Problem requirements
Would you copy out the items below word for word, from their start through the line containing "positive clicks: (771, 310) (746, 311)", omitting any pictures?

[Segmentation mask data]

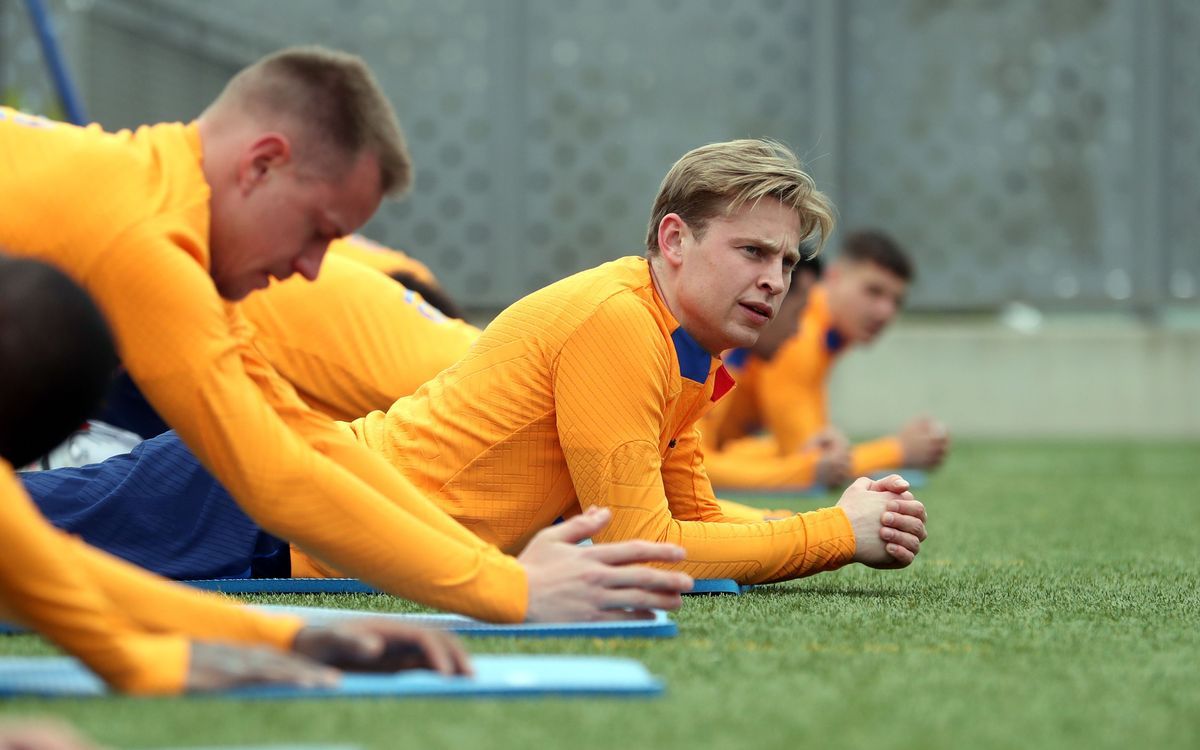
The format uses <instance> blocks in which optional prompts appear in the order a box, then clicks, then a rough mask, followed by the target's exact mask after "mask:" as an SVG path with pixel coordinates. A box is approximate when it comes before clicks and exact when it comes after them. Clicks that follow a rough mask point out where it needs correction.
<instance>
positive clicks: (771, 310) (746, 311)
mask: <svg viewBox="0 0 1200 750" xmlns="http://www.w3.org/2000/svg"><path fill="white" fill-rule="evenodd" d="M738 304H739V305H742V308H743V310H745V311H746V312H748V313H750V317H751V318H752V319H756V320H758V322H761V323H762V324H767V323H770V319H772V317H774V314H775V311H774V310H772V307H770V305H768V304H766V302H738Z"/></svg>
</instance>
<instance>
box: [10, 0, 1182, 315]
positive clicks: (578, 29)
mask: <svg viewBox="0 0 1200 750" xmlns="http://www.w3.org/2000/svg"><path fill="white" fill-rule="evenodd" d="M50 6H52V8H53V10H54V11H55V12H56V20H58V22H59V26H60V30H65V32H66V35H67V36H68V37H70V40H68V41H70V43H68V44H67V47H68V50H70V52H71V55H72V58H73V62H74V67H76V73H77V77H78V79H79V83H80V86H82V89H83V90H84V94H85V97H86V101H88V106H89V110H90V114H91V115H92V116H94V118H96V119H97V120H100V121H101V122H103V124H104V125H107V126H110V127H116V126H130V125H136V124H138V122H144V121H154V120H173V119H186V118H191V116H194V115H196V114H197V113H198V112H199V110H200V109H202V108H203V106H204V104H205V103H206V102H208V101H209V100H210V98H211V96H212V95H214V94H215V92H216V91H217V90H218V89H220V86H221V84H222V83H223V82H224V80H226V79H227V78H228V76H229V74H230V73H232V72H233V71H235V70H236V68H238V67H240V66H241V65H245V64H246V62H250V61H252V60H253V59H256V58H257V56H259V55H262V54H264V53H266V52H269V50H271V49H276V48H278V47H283V46H287V44H294V43H306V42H319V43H323V44H328V46H331V47H340V48H343V49H347V50H349V52H355V53H358V54H361V55H362V56H364V58H366V60H367V61H368V64H370V65H371V66H372V68H373V70H374V71H376V73H377V76H378V78H379V79H380V82H382V83H383V85H384V89H385V90H386V91H388V94H389V96H390V97H391V100H392V101H394V103H395V104H396V109H397V112H398V114H400V118H401V124H402V125H403V127H404V131H406V133H407V136H408V138H409V145H410V148H412V151H413V155H414V158H415V161H416V166H418V180H416V187H415V191H414V193H413V196H412V197H410V198H409V199H408V200H406V202H404V203H400V204H385V206H384V208H383V209H382V210H380V212H379V215H378V216H377V217H376V218H374V220H372V222H371V223H370V224H368V226H367V233H368V234H371V235H373V236H376V238H377V239H379V240H382V241H384V242H388V244H390V245H394V246H397V247H402V248H404V250H407V251H409V252H413V253H415V254H418V256H419V257H421V258H422V259H425V260H427V262H428V264H430V265H431V266H432V268H433V270H434V271H436V272H437V274H438V275H439V276H440V277H442V278H443V280H444V282H445V283H446V286H448V287H449V288H450V289H451V292H454V293H455V294H457V295H458V296H461V298H462V299H463V300H466V301H467V304H468V305H472V306H479V307H490V306H503V305H505V304H508V302H510V301H511V300H512V299H515V298H517V296H520V295H521V294H524V293H527V292H529V290H532V289H534V288H536V287H539V286H541V284H544V283H546V282H548V281H552V280H554V278H559V277H562V276H565V275H568V274H570V272H574V271H576V270H580V269H583V268H588V266H590V265H594V264H596V263H600V262H602V260H606V259H608V258H613V257H617V256H620V254H628V253H631V252H638V251H640V248H641V247H642V242H643V239H644V232H646V221H647V214H648V211H649V205H650V202H652V200H653V197H654V192H655V190H656V187H658V184H659V180H660V179H661V176H662V174H664V173H665V172H666V169H667V168H668V167H670V164H671V163H672V162H673V161H674V158H677V157H678V156H679V155H682V154H683V152H684V151H686V150H688V149H690V148H692V146H696V145H700V144H702V143H707V142H712V140H718V139H728V138H736V137H745V136H769V137H774V138H779V139H781V140H784V142H786V143H788V144H791V145H792V146H793V148H794V149H796V150H797V151H798V152H799V154H800V156H802V157H803V158H805V160H806V161H809V162H810V166H811V167H812V170H814V172H815V173H816V174H817V175H818V176H821V178H822V181H821V185H822V187H824V188H826V190H828V191H830V192H832V193H833V194H834V197H835V198H836V200H838V203H839V209H840V214H841V226H842V227H844V228H848V227H858V226H868V224H869V226H878V227H881V228H884V229H887V230H890V232H893V233H894V234H896V235H898V238H899V239H900V240H901V241H902V244H905V245H906V246H907V247H908V248H910V250H911V251H912V252H913V253H914V256H916V257H917V260H918V265H919V276H920V282H919V286H918V287H917V289H916V290H914V294H913V301H914V304H916V305H917V306H922V307H930V308H970V307H990V306H995V305H998V304H1003V302H1007V301H1009V300H1013V299H1019V300H1026V301H1031V302H1034V304H1039V305H1060V306H1066V307H1092V306H1097V305H1117V306H1134V305H1142V304H1158V302H1163V301H1172V300H1174V301H1187V300H1200V247H1198V239H1196V238H1200V180H1198V179H1196V176H1195V164H1200V143H1198V136H1196V132H1198V130H1200V96H1196V94H1195V92H1196V91H1198V90H1200V5H1198V4H1196V2H1195V1H1194V0H1147V2H1127V1H1116V0H1055V1H1054V2H1045V1H1044V0H1010V1H1006V2H998V1H995V0H955V1H954V2H950V1H949V0H889V1H887V2H881V1H876V0H850V1H845V2H844V1H838V0H808V1H802V0H743V1H739V2H728V1H720V0H654V1H650V0H557V1H556V0H444V1H439V2H420V1H418V0H289V1H288V2H280V1H278V0H240V1H238V2H194V1H192V0H152V1H151V0H53V1H52V2H50ZM1147 13H1151V14H1157V16H1156V18H1159V19H1160V26H1158V28H1154V29H1152V34H1147V32H1146V29H1147V26H1146V24H1145V17H1146V14H1147ZM1159 36H1160V37H1162V38H1159ZM0 43H2V46H0V84H2V86H4V90H5V91H13V90H18V89H19V91H20V95H22V97H23V98H22V104H23V106H25V107H28V108H30V109H34V110H37V112H53V108H54V101H53V92H52V90H50V88H49V84H48V79H47V77H46V74H44V70H43V67H42V64H41V56H40V52H38V48H37V46H36V42H35V41H34V37H32V35H31V34H30V32H29V29H28V20H26V19H25V12H24V5H23V4H22V2H17V1H16V0H0ZM830 71H833V73H832V74H830V73H829V72H830ZM18 83H19V85H18ZM1147 90H1151V91H1159V90H1160V91H1162V94H1160V96H1157V97H1147V96H1145V91H1147ZM1147 181H1148V182H1147ZM1146 196H1160V199H1152V200H1147V198H1146ZM1147 203H1152V204H1153V205H1147ZM1156 206H1157V208H1156ZM1147 229H1153V232H1147Z"/></svg>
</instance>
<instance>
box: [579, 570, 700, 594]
mask: <svg viewBox="0 0 1200 750" xmlns="http://www.w3.org/2000/svg"><path fill="white" fill-rule="evenodd" d="M593 580H594V581H595V582H596V583H598V584H599V586H601V587H604V588H640V589H646V590H648V592H665V593H668V594H680V593H683V592H690V590H691V588H692V586H694V583H695V582H694V581H692V578H691V576H689V575H688V574H685V572H679V571H674V570H659V569H656V568H647V566H644V565H605V566H604V568H601V569H600V570H599V571H596V575H595V577H594V578H593Z"/></svg>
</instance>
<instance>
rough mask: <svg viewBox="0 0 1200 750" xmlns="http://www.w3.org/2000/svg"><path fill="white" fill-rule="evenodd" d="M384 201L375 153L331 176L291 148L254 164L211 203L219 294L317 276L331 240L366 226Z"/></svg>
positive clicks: (216, 282)
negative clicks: (347, 168)
mask: <svg viewBox="0 0 1200 750" xmlns="http://www.w3.org/2000/svg"><path fill="white" fill-rule="evenodd" d="M380 199H382V191H380V190H379V168H378V162H377V161H376V160H374V157H373V156H370V155H364V156H360V157H359V158H358V160H356V161H355V163H354V164H353V166H350V167H349V168H348V169H344V170H343V174H338V175H334V176H329V175H326V174H323V173H322V170H318V169H314V168H312V169H306V168H304V167H301V166H299V164H298V163H296V161H295V160H293V158H290V152H289V151H288V152H284V154H282V155H281V154H278V152H276V154H274V155H268V156H266V157H263V158H260V160H257V161H251V163H250V166H248V169H246V170H245V174H244V175H242V176H241V178H240V180H239V185H238V188H236V191H235V192H234V194H233V196H230V197H229V198H228V199H227V200H223V202H221V203H217V202H216V200H215V202H214V217H212V238H211V247H212V265H211V271H210V272H211V275H212V281H214V283H215V284H216V287H217V292H218V293H220V294H221V296H222V298H224V299H227V300H240V299H242V298H244V296H246V295H247V294H250V293H251V292H253V290H256V289H263V288H265V287H266V286H268V284H269V283H270V281H271V280H272V278H275V280H281V281H282V280H284V278H287V277H289V276H292V275H293V274H300V275H301V276H304V277H305V278H307V280H310V281H313V280H316V278H317V274H318V271H319V269H320V263H322V260H323V259H324V257H325V251H326V248H328V247H329V244H330V242H331V241H332V240H335V239H337V238H340V236H344V235H347V234H349V233H352V232H354V230H355V229H358V228H359V227H361V226H362V224H364V223H366V221H367V220H368V218H370V217H371V215H372V214H374V211H376V209H377V208H378V206H379V202H380ZM218 211H220V216H218V215H217V214H218Z"/></svg>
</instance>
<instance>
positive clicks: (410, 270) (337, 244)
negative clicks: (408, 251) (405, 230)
mask: <svg viewBox="0 0 1200 750" xmlns="http://www.w3.org/2000/svg"><path fill="white" fill-rule="evenodd" d="M329 254H330V256H340V257H342V258H349V259H350V260H358V262H359V263H361V264H364V265H367V266H370V268H372V269H374V270H377V271H379V272H382V274H385V275H388V276H391V275H392V274H410V275H412V276H413V277H414V278H418V280H420V281H422V282H425V283H427V284H430V286H433V287H439V286H440V284H439V283H438V280H437V278H434V277H433V272H432V271H431V270H430V269H428V266H427V265H425V264H424V263H421V262H420V260H418V259H416V258H413V257H412V256H409V254H407V253H404V252H402V251H398V250H395V248H391V247H386V246H384V245H380V244H379V242H376V241H374V240H371V239H367V238H365V236H362V235H361V234H352V235H349V236H343V238H341V239H338V240H334V241H332V242H330V244H329Z"/></svg>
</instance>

Final answer
The format uses <instance> blocks in which optional prompts appear in the order a box, then clicks, then a rough mask, followed by the target's exact mask after "mask:" as an SVG path with pixel coordinates. A box is approximate when it comes before clicks and exact when it comes after them. Clicks that follow a rough mask point out where it needs correction.
<instance>
positive clicks: (771, 310) (746, 311)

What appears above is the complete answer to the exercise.